Challenge: Recast the paragraph of the SoftMig description that begins "The goal is to let SLURM" as a short bulleted list that keeps its main facts.

Selection:
University of Alberta - SoftMig

Maintained by: Rahim Khoja (khoja1@ualberta.ca) and Karim Ali (kali2@ualberta.ca)

Description

SoftMig is a SLURM-integrated software GPU slicing system for shared NVIDIA GPU clusters. It lets administrators schedule ordinary NVIDIA GPUs in a MIG-like way using software-enforced memory limits, compute time-slicing, and SLURM prolog/epilog automation.

SoftMig does not enable, modify, or replace NVIDIA Hardware MIG. Instead, it provides a scheduler-controlled software layer for running fractional GPU jobs on GPUs that do not support hardware MIG, or on clusters where hardware MIG is too rigid for day-to-day research scheduling.

The goal is to let SLURM treat each GPU as a flexible shared resource. A 48GB GPU, for example, can be offered as a full GPU, two half-GPU slices, four quarter-GPU slices, or other site-defined layouts. Each job receives a configured memory limit and proportional access to GPU compute through time-slicing and SM throttling.

Excerpted data:
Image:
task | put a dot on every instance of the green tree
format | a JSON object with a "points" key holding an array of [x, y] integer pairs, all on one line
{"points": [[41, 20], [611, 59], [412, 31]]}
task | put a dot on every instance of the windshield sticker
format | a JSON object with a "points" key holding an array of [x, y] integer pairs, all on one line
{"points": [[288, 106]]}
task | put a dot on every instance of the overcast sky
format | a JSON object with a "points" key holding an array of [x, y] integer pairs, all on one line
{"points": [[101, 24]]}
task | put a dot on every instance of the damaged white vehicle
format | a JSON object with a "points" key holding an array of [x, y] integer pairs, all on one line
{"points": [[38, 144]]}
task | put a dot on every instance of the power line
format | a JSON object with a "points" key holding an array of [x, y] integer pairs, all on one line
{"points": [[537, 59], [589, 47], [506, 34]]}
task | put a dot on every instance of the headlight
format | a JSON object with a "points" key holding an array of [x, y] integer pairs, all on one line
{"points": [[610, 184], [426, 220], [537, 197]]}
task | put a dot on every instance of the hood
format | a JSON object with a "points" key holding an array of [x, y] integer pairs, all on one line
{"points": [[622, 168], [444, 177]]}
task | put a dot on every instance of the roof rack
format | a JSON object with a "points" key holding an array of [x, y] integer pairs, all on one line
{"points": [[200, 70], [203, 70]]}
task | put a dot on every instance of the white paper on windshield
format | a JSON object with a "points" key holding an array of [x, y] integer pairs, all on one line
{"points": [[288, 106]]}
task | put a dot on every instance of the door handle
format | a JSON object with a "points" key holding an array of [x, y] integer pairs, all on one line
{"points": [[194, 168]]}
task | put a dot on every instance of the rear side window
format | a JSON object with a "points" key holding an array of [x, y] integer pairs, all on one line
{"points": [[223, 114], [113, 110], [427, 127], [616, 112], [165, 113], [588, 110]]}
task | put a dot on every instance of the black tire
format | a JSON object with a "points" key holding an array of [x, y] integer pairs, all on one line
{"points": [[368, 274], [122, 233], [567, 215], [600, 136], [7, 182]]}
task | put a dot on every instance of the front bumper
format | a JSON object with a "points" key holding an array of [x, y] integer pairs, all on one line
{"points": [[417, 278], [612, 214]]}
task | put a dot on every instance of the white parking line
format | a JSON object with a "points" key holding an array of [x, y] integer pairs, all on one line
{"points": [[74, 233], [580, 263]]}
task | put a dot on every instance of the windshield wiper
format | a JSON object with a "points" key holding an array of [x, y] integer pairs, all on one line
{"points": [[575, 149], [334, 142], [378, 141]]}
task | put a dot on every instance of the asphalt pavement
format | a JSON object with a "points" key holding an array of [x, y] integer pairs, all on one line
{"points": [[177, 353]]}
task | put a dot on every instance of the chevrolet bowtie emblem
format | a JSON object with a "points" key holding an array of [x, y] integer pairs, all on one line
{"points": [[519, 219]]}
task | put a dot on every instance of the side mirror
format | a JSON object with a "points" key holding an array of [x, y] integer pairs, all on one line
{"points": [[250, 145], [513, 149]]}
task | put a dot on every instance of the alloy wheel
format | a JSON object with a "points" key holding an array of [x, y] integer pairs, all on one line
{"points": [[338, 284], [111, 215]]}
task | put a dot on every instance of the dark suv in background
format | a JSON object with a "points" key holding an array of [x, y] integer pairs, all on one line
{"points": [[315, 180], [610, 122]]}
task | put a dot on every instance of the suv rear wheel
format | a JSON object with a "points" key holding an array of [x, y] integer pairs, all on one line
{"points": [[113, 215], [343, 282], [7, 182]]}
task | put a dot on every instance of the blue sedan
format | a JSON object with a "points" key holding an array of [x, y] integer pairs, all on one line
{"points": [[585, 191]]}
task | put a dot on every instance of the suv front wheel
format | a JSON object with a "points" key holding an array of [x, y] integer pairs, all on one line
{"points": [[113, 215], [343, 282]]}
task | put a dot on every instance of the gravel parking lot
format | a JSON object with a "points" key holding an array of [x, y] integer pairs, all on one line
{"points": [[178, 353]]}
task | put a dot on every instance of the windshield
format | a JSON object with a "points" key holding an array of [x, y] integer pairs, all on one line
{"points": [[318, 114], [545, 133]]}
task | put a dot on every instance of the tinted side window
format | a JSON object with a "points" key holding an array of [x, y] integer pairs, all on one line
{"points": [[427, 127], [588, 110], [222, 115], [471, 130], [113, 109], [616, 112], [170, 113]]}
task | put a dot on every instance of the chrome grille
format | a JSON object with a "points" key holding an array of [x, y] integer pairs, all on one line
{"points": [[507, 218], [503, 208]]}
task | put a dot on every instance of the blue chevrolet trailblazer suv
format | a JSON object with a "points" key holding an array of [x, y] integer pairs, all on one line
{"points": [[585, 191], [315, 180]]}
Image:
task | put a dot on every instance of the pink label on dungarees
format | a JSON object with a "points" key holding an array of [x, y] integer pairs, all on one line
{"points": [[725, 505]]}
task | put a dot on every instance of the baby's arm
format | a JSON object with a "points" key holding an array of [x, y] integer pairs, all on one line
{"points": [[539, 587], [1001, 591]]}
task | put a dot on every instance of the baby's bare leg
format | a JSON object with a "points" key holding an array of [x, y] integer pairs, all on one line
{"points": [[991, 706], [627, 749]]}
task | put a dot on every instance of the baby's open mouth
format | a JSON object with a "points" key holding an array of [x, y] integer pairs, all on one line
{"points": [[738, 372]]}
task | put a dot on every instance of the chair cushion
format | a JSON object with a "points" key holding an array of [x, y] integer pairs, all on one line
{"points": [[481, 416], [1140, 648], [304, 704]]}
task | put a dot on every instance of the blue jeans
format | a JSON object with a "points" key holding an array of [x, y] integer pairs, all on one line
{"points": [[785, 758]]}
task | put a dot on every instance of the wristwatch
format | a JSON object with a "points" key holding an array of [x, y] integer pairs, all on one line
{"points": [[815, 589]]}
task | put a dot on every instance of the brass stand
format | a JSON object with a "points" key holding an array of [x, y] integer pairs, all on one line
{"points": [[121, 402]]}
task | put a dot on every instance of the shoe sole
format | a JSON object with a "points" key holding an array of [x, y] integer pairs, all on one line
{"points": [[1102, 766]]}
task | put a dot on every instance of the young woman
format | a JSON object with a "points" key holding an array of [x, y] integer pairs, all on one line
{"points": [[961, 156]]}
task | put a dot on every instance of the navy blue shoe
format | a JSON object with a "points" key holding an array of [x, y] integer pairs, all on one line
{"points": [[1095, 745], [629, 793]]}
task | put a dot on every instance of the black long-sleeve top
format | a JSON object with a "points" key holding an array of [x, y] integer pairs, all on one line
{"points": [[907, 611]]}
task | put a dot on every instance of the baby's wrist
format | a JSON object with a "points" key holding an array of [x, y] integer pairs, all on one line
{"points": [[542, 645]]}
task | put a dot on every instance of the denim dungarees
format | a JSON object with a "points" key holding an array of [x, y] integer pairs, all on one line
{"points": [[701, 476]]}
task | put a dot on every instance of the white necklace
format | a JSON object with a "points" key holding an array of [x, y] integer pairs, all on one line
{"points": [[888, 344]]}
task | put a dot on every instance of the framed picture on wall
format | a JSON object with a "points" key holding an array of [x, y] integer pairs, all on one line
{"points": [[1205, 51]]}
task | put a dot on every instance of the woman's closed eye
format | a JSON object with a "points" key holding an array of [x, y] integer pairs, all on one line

Worked answer:
- Goal: SLURM treats each GPU as a flexible shared resource.
- Example: a 48GB GPU can be offered as one full GPU, two half-GPU slices, four quarter-GPU slices, or other site-defined layouts.
- Each job gets a configured memory limit.
- Each job gets proportional access to GPU compute through time-slicing and SM throttling.